> _Data_:

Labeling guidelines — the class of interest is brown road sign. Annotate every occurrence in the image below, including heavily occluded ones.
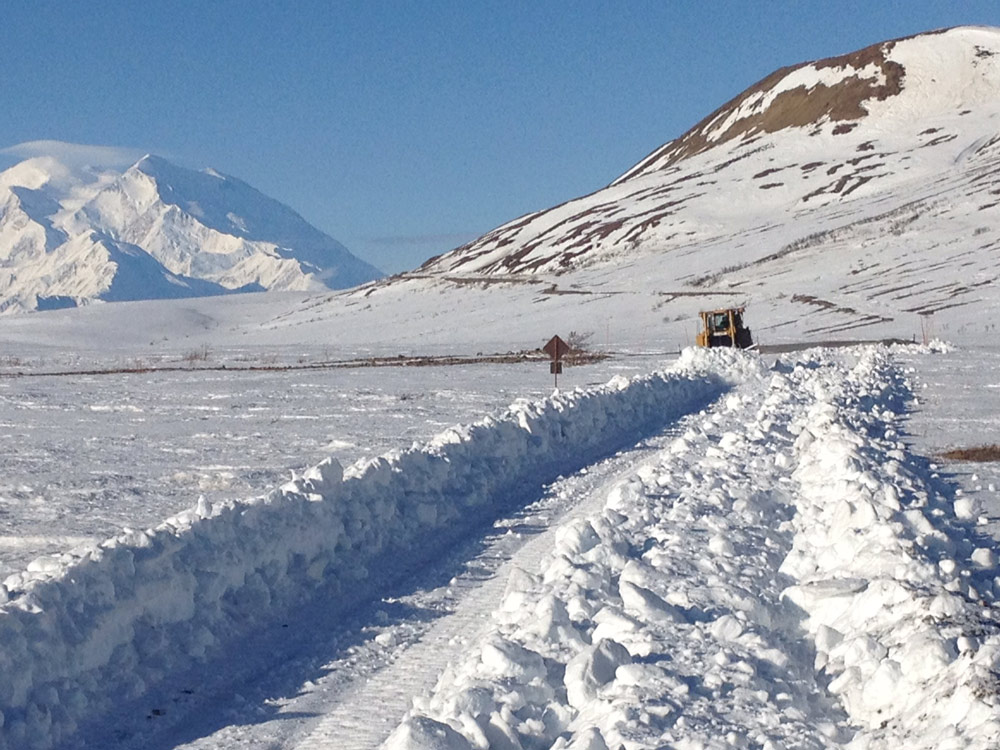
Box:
[542,336,569,362]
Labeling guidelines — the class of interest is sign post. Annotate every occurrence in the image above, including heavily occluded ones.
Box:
[542,336,569,388]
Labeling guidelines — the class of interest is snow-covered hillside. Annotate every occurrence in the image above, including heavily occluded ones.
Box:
[0,156,381,312]
[360,28,1000,348]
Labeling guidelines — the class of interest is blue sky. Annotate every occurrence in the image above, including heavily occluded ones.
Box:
[0,0,1000,271]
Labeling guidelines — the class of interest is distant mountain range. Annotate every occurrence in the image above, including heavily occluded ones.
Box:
[0,156,382,313]
[380,27,1000,340]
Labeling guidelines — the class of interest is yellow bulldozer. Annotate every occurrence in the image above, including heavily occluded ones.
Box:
[696,307,753,349]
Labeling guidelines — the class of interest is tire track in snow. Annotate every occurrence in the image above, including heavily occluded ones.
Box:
[294,426,692,750]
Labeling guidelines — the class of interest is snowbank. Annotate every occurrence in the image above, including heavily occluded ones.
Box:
[0,354,743,750]
[386,349,1000,750]
[781,350,1000,749]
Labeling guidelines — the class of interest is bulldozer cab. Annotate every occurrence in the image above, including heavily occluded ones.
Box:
[697,307,753,349]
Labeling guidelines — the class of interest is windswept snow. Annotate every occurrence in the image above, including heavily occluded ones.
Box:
[0,348,1000,750]
[0,150,382,313]
[0,354,722,748]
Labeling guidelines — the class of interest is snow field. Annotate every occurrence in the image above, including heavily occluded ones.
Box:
[386,349,1000,750]
[0,354,728,750]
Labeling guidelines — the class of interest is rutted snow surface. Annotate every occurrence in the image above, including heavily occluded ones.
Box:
[0,350,723,748]
[387,350,1000,750]
[0,348,1000,750]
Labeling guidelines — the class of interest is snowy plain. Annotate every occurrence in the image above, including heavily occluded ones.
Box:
[0,336,1000,748]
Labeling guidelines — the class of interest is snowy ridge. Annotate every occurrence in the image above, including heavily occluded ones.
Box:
[0,151,381,312]
[385,349,1000,750]
[404,28,1000,341]
[0,358,725,750]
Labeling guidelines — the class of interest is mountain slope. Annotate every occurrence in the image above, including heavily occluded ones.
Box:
[0,156,381,311]
[421,28,1000,284]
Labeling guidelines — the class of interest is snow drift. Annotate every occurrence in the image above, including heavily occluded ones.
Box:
[0,150,382,312]
[0,354,725,749]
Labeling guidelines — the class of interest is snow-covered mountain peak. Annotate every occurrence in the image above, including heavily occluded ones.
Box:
[617,26,1000,182]
[0,148,382,312]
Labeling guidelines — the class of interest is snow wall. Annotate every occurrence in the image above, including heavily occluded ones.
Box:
[0,352,741,750]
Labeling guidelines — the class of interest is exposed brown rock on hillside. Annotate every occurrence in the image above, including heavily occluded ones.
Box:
[616,39,928,182]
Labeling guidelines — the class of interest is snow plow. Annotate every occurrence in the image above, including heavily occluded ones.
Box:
[695,307,753,349]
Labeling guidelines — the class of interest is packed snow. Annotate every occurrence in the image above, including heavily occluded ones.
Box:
[0,150,382,313]
[0,20,1000,750]
[0,347,1000,750]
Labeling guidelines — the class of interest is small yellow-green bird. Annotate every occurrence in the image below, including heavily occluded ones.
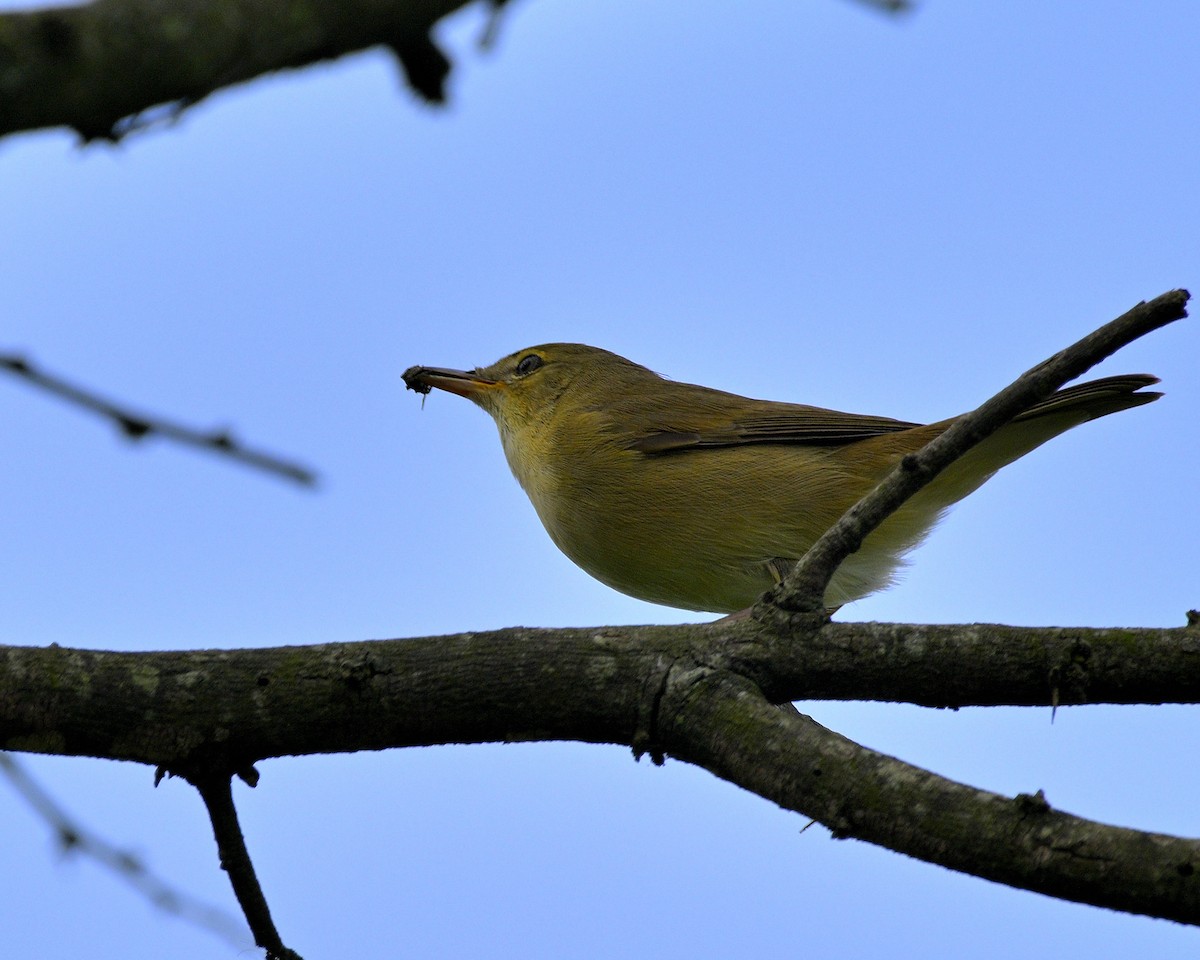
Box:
[404,343,1162,613]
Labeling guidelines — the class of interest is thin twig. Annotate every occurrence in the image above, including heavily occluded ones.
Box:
[187,773,302,960]
[755,290,1190,616]
[844,0,913,13]
[0,354,317,487]
[0,752,247,950]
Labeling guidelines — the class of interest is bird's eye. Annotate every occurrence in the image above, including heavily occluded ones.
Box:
[517,353,545,377]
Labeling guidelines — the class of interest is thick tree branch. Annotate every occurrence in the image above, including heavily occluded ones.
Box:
[755,290,1190,617]
[0,0,477,140]
[0,622,1200,772]
[661,674,1200,924]
[0,620,1200,924]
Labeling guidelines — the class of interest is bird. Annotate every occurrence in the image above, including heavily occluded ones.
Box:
[403,343,1162,613]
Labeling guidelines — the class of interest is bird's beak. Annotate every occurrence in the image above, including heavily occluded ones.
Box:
[404,367,500,400]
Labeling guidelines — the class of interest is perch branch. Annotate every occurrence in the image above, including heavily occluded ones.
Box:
[662,674,1200,924]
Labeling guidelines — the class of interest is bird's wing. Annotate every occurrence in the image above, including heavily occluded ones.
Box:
[629,401,920,454]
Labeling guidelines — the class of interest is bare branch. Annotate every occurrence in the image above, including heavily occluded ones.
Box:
[755,290,1190,617]
[0,620,1200,924]
[661,674,1200,924]
[188,772,302,960]
[0,752,247,949]
[0,0,477,140]
[0,354,317,487]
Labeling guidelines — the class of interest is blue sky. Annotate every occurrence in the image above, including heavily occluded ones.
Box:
[0,0,1200,960]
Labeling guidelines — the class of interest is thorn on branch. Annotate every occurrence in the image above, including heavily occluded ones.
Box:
[1013,790,1051,816]
[389,34,450,104]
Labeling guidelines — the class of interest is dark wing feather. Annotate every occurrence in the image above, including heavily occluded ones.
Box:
[629,403,920,454]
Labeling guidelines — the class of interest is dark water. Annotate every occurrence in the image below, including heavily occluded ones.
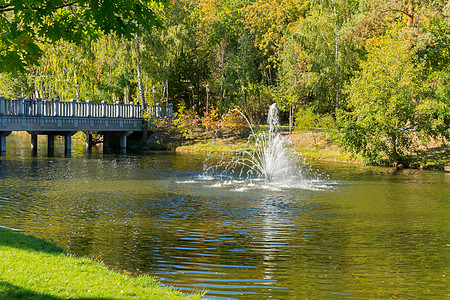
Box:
[0,136,450,299]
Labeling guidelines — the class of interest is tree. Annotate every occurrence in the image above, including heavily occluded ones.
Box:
[342,37,443,165]
[280,0,363,113]
[0,0,160,72]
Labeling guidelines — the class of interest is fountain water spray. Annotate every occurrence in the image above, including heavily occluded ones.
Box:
[210,103,310,183]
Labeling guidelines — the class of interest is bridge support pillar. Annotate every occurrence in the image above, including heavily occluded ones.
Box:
[84,132,93,149]
[120,134,127,154]
[103,134,110,154]
[47,134,55,156]
[64,131,76,157]
[31,133,37,154]
[0,131,11,156]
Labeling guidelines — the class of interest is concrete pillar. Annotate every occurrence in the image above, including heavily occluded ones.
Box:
[0,96,6,116]
[47,134,55,156]
[103,134,109,154]
[64,134,72,156]
[84,132,93,149]
[0,131,11,156]
[31,133,37,153]
[120,134,127,149]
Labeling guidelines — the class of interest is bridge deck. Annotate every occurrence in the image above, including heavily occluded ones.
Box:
[0,97,173,153]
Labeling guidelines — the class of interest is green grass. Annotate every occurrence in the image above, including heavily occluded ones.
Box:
[0,228,200,299]
[177,139,247,153]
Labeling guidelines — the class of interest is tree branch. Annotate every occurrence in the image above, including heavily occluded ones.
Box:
[380,9,414,20]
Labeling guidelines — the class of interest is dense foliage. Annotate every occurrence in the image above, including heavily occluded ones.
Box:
[0,0,450,164]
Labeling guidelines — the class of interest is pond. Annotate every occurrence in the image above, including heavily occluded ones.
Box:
[0,134,450,299]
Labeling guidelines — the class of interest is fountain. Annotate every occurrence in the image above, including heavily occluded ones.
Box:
[202,103,324,189]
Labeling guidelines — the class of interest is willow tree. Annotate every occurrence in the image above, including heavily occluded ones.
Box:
[0,0,160,72]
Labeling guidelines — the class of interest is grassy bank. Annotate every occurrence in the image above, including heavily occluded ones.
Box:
[177,131,450,170]
[0,228,200,299]
[177,132,362,163]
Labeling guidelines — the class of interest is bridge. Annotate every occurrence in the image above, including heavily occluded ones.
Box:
[0,97,173,155]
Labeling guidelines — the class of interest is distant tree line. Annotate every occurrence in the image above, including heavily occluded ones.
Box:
[0,0,450,163]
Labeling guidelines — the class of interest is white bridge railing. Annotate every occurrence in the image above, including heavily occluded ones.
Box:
[0,97,173,119]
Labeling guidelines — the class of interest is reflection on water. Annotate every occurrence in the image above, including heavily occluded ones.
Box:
[0,136,450,299]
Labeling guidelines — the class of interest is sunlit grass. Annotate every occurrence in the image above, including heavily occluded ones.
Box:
[0,228,200,299]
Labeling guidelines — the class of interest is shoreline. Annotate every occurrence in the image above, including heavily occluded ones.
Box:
[0,227,201,299]
[175,131,450,171]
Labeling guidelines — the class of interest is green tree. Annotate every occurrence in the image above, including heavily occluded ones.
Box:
[342,37,443,165]
[0,0,163,72]
[280,0,364,113]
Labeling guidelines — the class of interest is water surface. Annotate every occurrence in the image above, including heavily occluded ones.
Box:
[0,135,450,299]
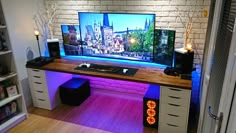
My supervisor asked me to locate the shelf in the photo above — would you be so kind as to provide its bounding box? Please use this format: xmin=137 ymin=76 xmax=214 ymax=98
xmin=0 ymin=94 xmax=22 ymax=107
xmin=0 ymin=50 xmax=12 ymax=55
xmin=0 ymin=25 xmax=7 ymax=29
xmin=0 ymin=113 xmax=26 ymax=133
xmin=0 ymin=72 xmax=17 ymax=82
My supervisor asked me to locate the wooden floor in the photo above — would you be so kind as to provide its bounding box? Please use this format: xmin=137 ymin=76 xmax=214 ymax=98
xmin=8 ymin=114 xmax=110 ymax=133
xmin=10 ymin=94 xmax=157 ymax=133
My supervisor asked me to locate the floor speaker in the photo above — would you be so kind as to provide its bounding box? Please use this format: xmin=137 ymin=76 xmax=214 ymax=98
xmin=143 ymin=84 xmax=160 ymax=129
xmin=175 ymin=50 xmax=194 ymax=74
xmin=47 ymin=39 xmax=61 ymax=58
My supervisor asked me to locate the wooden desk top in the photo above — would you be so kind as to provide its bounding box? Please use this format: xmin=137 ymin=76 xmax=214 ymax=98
xmin=29 ymin=57 xmax=192 ymax=89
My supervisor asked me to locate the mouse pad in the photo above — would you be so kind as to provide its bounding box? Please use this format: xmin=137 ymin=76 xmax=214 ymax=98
xmin=75 ymin=64 xmax=138 ymax=76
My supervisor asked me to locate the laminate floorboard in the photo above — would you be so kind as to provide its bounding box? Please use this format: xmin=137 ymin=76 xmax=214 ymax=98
xmin=25 ymin=94 xmax=157 ymax=133
xmin=8 ymin=114 xmax=110 ymax=133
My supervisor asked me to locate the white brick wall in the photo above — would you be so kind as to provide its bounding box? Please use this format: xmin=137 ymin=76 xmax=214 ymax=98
xmin=46 ymin=0 xmax=210 ymax=93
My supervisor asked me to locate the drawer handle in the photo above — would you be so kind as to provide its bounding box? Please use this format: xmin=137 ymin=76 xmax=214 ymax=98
xmin=168 ymin=103 xmax=180 ymax=107
xmin=34 ymin=82 xmax=42 ymax=84
xmin=38 ymin=99 xmax=46 ymax=101
xmin=169 ymin=88 xmax=182 ymax=91
xmin=168 ymin=114 xmax=179 ymax=117
xmin=168 ymin=96 xmax=181 ymax=99
xmin=167 ymin=123 xmax=179 ymax=127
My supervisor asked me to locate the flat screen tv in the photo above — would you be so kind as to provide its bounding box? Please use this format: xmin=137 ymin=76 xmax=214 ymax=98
xmin=78 ymin=12 xmax=155 ymax=62
xmin=153 ymin=29 xmax=175 ymax=66
xmin=61 ymin=25 xmax=82 ymax=55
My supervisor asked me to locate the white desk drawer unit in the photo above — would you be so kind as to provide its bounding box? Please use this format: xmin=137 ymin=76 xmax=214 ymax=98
xmin=27 ymin=68 xmax=72 ymax=110
xmin=158 ymin=86 xmax=191 ymax=133
xmin=28 ymin=69 xmax=52 ymax=110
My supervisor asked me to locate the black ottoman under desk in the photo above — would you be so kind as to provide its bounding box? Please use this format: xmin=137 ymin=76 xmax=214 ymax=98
xmin=59 ymin=78 xmax=90 ymax=106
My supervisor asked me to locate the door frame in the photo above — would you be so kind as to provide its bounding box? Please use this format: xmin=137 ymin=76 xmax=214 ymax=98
xmin=215 ymin=24 xmax=236 ymax=133
xmin=197 ymin=0 xmax=224 ymax=133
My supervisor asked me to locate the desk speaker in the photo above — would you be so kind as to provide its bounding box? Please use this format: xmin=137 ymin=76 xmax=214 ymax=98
xmin=47 ymin=39 xmax=61 ymax=58
xmin=143 ymin=85 xmax=160 ymax=129
xmin=175 ymin=51 xmax=194 ymax=74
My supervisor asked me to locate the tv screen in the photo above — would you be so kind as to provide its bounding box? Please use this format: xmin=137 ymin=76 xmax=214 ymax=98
xmin=61 ymin=25 xmax=82 ymax=55
xmin=153 ymin=29 xmax=175 ymax=66
xmin=78 ymin=12 xmax=155 ymax=61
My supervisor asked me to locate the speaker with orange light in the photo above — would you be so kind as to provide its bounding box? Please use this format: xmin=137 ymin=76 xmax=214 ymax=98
xmin=143 ymin=84 xmax=160 ymax=129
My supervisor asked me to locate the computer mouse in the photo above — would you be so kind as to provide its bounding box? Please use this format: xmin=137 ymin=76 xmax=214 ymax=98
xmin=80 ymin=64 xmax=88 ymax=68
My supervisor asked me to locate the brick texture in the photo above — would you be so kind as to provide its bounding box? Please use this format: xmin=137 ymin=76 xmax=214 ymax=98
xmin=43 ymin=0 xmax=210 ymax=93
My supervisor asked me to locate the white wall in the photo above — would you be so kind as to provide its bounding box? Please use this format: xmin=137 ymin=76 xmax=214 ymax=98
xmin=1 ymin=0 xmax=44 ymax=105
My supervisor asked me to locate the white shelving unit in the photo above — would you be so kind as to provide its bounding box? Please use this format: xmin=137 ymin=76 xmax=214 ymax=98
xmin=0 ymin=0 xmax=27 ymax=133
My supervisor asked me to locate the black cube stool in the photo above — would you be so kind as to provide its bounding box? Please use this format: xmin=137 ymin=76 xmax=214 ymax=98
xmin=59 ymin=78 xmax=90 ymax=106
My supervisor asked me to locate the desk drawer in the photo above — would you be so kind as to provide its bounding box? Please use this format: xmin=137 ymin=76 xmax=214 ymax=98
xmin=31 ymin=82 xmax=48 ymax=92
xmin=34 ymin=91 xmax=49 ymax=101
xmin=158 ymin=122 xmax=187 ymax=133
xmin=31 ymin=76 xmax=44 ymax=83
xmin=35 ymin=98 xmax=51 ymax=110
xmin=160 ymin=104 xmax=189 ymax=118
xmin=159 ymin=112 xmax=187 ymax=127
xmin=28 ymin=69 xmax=43 ymax=77
xmin=161 ymin=86 xmax=191 ymax=100
xmin=160 ymin=94 xmax=190 ymax=107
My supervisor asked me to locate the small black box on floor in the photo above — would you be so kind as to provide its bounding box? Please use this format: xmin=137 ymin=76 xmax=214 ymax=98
xmin=143 ymin=84 xmax=160 ymax=129
xmin=59 ymin=78 xmax=90 ymax=106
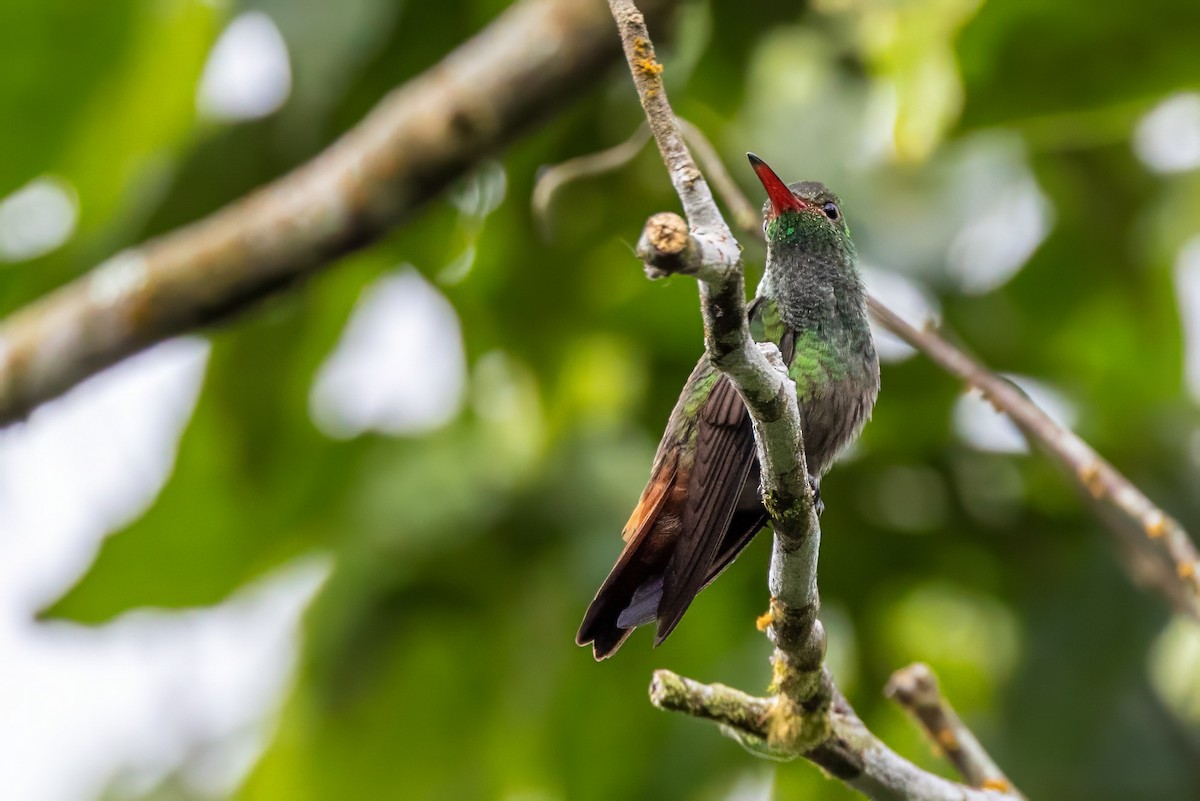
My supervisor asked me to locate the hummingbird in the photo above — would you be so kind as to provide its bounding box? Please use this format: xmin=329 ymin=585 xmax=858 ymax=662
xmin=576 ymin=153 xmax=880 ymax=661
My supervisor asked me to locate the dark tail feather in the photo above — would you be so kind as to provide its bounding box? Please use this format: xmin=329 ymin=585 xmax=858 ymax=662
xmin=575 ymin=570 xmax=662 ymax=662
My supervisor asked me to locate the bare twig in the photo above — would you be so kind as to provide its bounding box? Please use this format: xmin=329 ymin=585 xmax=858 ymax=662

> _Required work_: Format the items from the line containing "My supervisor asked me to locate the hummingbird" through the line containing "xmin=576 ymin=153 xmax=880 ymax=661" as a two-column CSV with the header input,output. Give one row per item, with its text and its answer each in a quoted field and any line breaks replaced by spaces.

> _Worked answer_:
input,output
"My supervisor asked me to locate the hummingbird in the photo above — would you be so kind as to provide its bounding box? Please use this format: xmin=329 ymin=585 xmax=858 ymax=662","xmin=576 ymin=153 xmax=880 ymax=661"